* [EXERCISE AIM] Pictures stay out of your copy, but everything else in the records below must be repeated exactly.

Picture annotation entries
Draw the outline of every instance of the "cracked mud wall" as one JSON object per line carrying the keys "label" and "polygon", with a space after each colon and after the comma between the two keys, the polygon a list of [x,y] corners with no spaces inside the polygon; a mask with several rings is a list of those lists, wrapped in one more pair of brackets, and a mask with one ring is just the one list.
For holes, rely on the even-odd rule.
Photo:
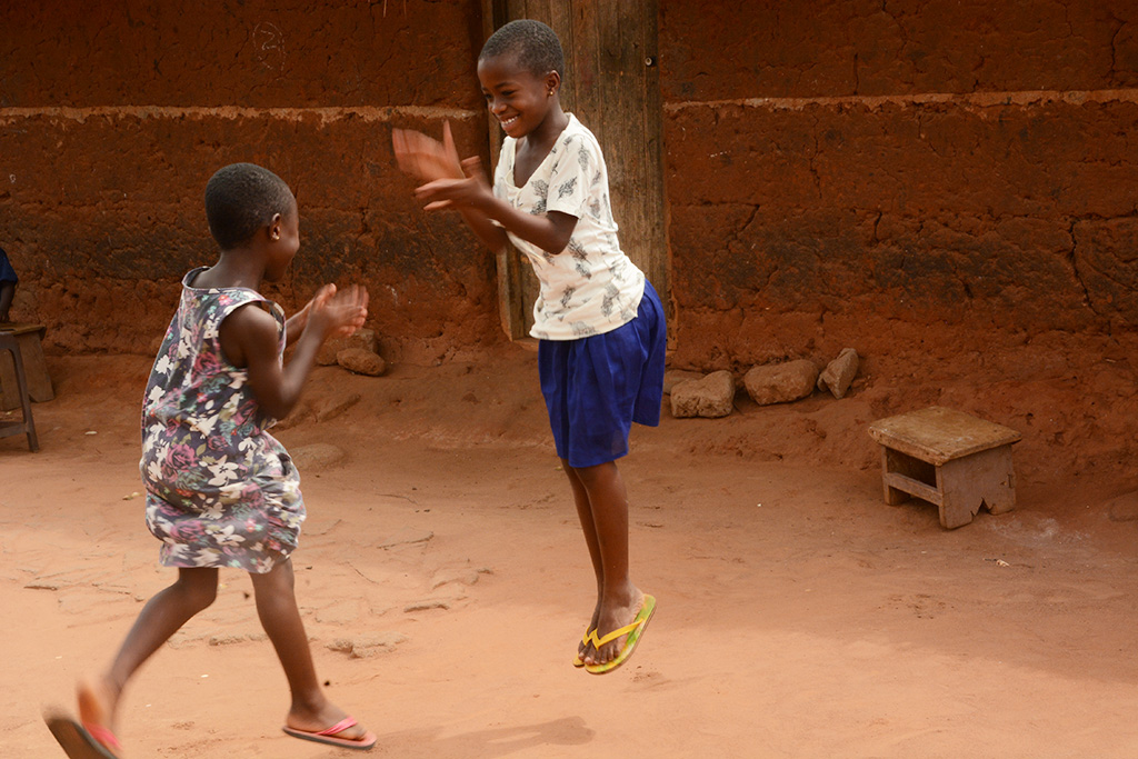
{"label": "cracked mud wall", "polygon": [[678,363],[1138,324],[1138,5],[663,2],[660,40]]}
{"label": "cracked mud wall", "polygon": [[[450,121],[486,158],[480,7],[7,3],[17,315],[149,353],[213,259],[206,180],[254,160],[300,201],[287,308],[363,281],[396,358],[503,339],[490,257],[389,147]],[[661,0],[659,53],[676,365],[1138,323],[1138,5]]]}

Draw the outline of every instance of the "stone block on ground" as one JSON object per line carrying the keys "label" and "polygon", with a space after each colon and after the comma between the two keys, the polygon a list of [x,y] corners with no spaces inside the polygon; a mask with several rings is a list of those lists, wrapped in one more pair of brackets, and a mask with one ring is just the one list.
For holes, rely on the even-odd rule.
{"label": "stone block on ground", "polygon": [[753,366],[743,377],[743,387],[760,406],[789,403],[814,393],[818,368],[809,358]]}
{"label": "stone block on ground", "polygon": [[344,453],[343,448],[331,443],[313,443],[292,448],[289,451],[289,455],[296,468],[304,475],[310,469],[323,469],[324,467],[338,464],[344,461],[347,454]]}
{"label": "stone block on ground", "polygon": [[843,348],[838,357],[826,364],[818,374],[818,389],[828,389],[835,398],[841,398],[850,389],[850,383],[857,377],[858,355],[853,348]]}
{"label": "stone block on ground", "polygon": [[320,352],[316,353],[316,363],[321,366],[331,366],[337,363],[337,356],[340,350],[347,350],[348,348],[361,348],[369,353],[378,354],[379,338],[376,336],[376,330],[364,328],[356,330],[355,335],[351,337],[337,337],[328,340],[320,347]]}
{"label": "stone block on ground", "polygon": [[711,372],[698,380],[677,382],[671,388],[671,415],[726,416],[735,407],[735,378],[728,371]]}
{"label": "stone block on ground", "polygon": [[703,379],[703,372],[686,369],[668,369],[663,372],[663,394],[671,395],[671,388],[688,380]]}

* [TASK RESPONSE]
Draw the outline of every instance of the "cracked mud wall" as one JSON object per line carrying the keys "label" and "polygon", with a space after each colon and after the comma between the two keys, the polygon a list of [x,y] corners with no spaces inside the polygon; a mask with several rings is a list of those lists, wrapped in one more pair of brackets, and a mask with one ring is just the one list.
For holes, rely on the even-odd rule.
Photo:
{"label": "cracked mud wall", "polygon": [[678,363],[1138,324],[1138,5],[663,2],[660,40]]}
{"label": "cracked mud wall", "polygon": [[[450,121],[486,158],[480,7],[7,3],[17,315],[149,353],[213,259],[206,180],[254,160],[300,201],[287,308],[363,281],[396,358],[503,339],[490,257],[389,147]],[[661,0],[659,53],[676,365],[1138,323],[1138,5]]]}

Draw the outline of every instance of the "stone block on ground" as one JSON object per line carrying the keys "label" and "polygon", with a space after each colon and after the comma between the two keys, the polygon a list of [x,y] corners with no spaces inside the polygon; a mask with several rings is a list of those lists, wrapped in one more pair of brackets, and a mask with one ring is just the one list.
For holes, rely on the even-odd rule.
{"label": "stone block on ground", "polygon": [[753,366],[743,377],[743,387],[760,406],[789,403],[814,393],[818,368],[809,358]]}
{"label": "stone block on ground", "polygon": [[344,453],[343,448],[331,443],[313,443],[292,448],[289,451],[289,455],[296,468],[304,475],[310,469],[323,469],[324,467],[338,464],[344,461],[347,454]]}
{"label": "stone block on ground", "polygon": [[843,348],[838,357],[826,364],[818,374],[818,389],[828,389],[835,398],[841,398],[850,389],[850,383],[857,377],[858,355],[853,348]]}
{"label": "stone block on ground", "polygon": [[320,352],[316,353],[316,363],[321,366],[331,366],[337,363],[337,356],[340,350],[347,350],[348,348],[361,348],[369,353],[378,354],[379,338],[376,336],[376,330],[364,328],[356,330],[355,335],[351,337],[337,337],[328,340],[320,347]]}
{"label": "stone block on ground", "polygon": [[711,372],[698,380],[677,382],[671,388],[671,415],[726,416],[735,407],[735,378],[728,371]]}
{"label": "stone block on ground", "polygon": [[703,379],[703,372],[686,369],[668,369],[663,372],[663,394],[671,395],[671,388],[688,380]]}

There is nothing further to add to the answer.